WRITTEN INSTRUCTION -
How many lines in the material below contain the string "hand", with case counting? Count them and reply with the number only.

——————————

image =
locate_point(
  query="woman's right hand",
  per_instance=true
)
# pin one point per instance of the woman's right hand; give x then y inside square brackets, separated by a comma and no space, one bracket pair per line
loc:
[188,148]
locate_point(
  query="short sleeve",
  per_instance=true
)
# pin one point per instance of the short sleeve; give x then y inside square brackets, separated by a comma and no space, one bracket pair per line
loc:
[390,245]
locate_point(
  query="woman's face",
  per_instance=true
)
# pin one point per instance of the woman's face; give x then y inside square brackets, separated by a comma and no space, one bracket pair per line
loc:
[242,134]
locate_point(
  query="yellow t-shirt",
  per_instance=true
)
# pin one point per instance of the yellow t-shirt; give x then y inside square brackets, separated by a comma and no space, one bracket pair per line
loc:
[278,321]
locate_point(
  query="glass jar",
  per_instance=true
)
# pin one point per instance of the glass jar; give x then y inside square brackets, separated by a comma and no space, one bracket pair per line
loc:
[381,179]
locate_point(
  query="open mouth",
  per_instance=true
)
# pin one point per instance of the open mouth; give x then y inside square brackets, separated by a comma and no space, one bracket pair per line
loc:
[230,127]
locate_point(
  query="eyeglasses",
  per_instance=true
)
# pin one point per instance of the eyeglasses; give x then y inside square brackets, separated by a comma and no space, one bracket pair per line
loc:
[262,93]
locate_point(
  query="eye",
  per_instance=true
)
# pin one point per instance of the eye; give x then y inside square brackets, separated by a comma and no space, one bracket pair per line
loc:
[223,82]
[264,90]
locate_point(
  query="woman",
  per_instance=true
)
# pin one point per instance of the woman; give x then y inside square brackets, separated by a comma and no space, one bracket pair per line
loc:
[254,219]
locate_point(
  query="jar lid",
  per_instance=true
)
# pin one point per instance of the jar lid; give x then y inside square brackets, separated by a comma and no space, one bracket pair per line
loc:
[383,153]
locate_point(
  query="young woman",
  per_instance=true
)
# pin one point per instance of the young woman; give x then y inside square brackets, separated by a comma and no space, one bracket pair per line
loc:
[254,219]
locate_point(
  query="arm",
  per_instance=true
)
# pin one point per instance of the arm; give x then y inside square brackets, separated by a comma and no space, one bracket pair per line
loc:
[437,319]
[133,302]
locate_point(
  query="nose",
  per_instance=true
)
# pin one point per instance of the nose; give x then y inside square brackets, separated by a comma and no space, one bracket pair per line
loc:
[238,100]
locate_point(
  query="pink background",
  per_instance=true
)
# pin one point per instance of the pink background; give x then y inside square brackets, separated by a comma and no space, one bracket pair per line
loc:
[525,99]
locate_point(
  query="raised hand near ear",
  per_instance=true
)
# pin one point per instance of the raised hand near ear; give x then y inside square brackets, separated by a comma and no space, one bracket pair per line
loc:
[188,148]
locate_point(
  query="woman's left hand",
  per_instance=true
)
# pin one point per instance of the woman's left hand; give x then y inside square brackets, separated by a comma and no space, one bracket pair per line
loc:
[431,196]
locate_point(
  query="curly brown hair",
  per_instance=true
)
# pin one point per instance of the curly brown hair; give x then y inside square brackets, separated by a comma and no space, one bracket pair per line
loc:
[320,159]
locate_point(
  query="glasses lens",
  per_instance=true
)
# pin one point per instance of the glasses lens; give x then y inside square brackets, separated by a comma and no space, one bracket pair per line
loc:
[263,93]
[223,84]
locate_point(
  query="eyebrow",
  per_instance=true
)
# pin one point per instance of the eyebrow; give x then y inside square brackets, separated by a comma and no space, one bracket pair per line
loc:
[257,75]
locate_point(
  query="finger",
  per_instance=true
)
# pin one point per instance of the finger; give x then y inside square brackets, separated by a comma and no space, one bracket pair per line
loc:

——————————

RESULT OF THE EXERCISE -
6